_PROBLEM DESCRIPTION_. State the number of lines in the material below that contain the word "handle". Give only the number.

_DATA LISTING_.
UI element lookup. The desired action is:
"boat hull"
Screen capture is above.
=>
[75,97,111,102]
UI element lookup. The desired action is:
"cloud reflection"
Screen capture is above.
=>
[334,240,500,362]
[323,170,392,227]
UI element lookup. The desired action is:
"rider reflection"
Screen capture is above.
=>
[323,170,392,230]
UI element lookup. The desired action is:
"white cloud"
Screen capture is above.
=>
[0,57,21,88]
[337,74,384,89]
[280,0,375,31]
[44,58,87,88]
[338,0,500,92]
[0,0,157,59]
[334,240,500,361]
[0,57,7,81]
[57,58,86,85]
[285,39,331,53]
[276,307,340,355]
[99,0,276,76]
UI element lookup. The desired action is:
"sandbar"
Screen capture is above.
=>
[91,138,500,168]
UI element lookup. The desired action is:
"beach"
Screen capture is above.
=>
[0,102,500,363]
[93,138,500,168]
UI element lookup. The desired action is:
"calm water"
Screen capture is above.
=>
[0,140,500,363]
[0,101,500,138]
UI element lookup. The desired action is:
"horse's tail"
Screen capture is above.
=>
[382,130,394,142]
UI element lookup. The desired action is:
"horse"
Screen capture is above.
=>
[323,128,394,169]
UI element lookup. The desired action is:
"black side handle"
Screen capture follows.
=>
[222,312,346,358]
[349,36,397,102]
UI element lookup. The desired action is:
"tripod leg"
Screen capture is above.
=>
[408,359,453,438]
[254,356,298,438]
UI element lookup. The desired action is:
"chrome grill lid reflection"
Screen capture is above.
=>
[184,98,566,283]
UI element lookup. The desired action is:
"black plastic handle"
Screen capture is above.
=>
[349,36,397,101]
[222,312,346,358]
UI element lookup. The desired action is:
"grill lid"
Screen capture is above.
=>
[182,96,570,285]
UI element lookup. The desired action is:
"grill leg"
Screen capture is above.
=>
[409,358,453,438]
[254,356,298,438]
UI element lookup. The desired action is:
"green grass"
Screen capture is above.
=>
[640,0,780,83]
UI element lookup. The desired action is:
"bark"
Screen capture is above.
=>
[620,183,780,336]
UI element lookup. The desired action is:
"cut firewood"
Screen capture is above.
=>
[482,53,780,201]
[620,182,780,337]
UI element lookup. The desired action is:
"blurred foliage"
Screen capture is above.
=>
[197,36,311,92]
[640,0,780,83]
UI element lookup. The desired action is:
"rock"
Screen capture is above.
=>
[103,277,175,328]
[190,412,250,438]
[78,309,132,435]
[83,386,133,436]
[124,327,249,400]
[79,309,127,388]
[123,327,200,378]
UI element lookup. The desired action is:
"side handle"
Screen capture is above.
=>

_THE RESPONSE_. 3